**EXERCISE TEXT:**
=-=-=

WINNIPEG, Manitoba - Canada will not allow anyone who displays symptoms of COVID-19 to board domestic flights or inter-city passenger trains, Prime Minister Justin Trudeau said on Saturday.

Trudeau's government has long urged Canadians feeling ill to stay at home, but he told reporters at his daily press conference that Transport Canada had now formalised travel rules as cases steadily rise.

The restrictions will take effect on Monday at noon.

Asked how screening would be different, Trudeau said the government was giving new tools to airlines and railways, but he did not elaborate.

Even enhanced screening offers "no guarantee" that sick people will not board, as they can hide symptoms, said Howard Njoo, Canada's deputy chief public health officer, in a separate press conference.

Canada has 5,153 cases of coronavirus, and 55 deaths, health officials said. While case numbers are climbing, the rate of growth in British Columbia, the Pacific Coast province where community transmission was first reported, seems to be slowing, said Chief Public Health Officer Theresa Tam.

"There are signs of hope," she told reporters in Ottawa.

The Chinese Embassy in Ottawa tweeted that the Bank of China had on Friday donated medical supplies to Canada, including thousands of masks, goggles and gloves.

Trudeau has faced criticism at home for sending a shipment of protective equipment to China in February, before COVID-19 cases spiked in Canada.

=-=-=

**RECORD EXTRACTS:**
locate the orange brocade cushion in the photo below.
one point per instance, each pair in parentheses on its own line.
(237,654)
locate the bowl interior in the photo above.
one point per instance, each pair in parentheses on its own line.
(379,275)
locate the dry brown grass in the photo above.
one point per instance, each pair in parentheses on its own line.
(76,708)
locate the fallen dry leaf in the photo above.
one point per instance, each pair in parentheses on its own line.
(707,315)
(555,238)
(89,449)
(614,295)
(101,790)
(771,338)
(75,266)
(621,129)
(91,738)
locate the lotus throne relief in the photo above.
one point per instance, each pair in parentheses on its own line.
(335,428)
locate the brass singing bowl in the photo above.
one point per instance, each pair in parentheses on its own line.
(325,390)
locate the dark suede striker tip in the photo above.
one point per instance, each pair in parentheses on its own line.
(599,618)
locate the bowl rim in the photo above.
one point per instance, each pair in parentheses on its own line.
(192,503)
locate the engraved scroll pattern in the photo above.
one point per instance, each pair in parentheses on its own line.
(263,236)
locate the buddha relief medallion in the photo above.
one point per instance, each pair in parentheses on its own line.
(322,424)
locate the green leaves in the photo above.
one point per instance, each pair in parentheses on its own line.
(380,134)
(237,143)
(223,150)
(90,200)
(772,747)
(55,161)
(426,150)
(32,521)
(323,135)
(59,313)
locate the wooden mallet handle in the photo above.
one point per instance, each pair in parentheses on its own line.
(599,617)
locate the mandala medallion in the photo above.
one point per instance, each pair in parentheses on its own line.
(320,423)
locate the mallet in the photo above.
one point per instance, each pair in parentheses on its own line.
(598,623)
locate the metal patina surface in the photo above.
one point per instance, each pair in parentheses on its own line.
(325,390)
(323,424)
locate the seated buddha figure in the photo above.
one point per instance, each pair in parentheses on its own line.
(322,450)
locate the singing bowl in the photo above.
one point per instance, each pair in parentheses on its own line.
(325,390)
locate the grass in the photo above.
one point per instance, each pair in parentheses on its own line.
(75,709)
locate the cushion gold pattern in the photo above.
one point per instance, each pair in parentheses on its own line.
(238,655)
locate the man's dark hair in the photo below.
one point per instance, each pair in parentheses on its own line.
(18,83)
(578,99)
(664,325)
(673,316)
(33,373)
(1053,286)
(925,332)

=-=-=

**ASSIGNMENT:**
According to the news report on Canada's travel restrictions, when will the restrictions take effect? The data above are separate material and have no connection to the news report on Canada's travel restrictions.

**SOLVED PROBLEM:**
On Monday at noon.